DATA PROVIDED –
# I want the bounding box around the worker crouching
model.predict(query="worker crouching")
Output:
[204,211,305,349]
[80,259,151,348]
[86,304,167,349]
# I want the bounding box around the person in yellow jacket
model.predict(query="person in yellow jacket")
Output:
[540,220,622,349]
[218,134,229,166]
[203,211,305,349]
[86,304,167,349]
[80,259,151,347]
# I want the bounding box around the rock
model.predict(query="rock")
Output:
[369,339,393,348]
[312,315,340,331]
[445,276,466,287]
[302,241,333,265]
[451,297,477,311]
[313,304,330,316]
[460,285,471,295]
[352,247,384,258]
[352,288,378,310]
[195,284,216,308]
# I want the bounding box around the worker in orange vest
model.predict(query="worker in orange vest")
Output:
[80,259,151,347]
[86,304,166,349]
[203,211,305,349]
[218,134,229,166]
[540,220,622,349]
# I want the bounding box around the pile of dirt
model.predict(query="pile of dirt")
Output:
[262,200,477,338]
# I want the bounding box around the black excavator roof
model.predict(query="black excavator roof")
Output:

GIVEN TASK –
Could you copy out every line of the records above, character for character?

THE SOLUTION –
# I want the bounding box around the worker crouching
model.predict(query="worker crouching")
Output:
[204,211,305,349]
[80,259,151,348]
[86,304,167,349]
# I want the bounding box around the person in yellow jacket
model.predict(query="person in yellow jacket")
Output:
[540,220,622,349]
[218,134,229,166]
[203,211,305,349]
[86,304,167,349]
[80,259,151,347]
# I want the bounding box around the rock
model.predict(query="rock")
Output:
[369,339,393,348]
[312,315,340,331]
[445,276,466,287]
[302,241,333,265]
[451,297,477,311]
[313,304,330,316]
[460,285,471,295]
[352,247,384,258]
[352,288,378,310]
[195,284,216,308]
# I want the bounding box around the worker in orange vest
model.predict(query="worker in orange vest")
Output:
[80,259,151,347]
[86,304,166,349]
[203,211,305,349]
[218,134,229,166]
[540,220,622,349]
# I want the bounding box around the pile of dirt
model.predict(query="pile of dirt")
Output:
[262,200,477,338]
# I want the bounding box around the black excavator roof
model.predict(query="black excavator roof")
Output:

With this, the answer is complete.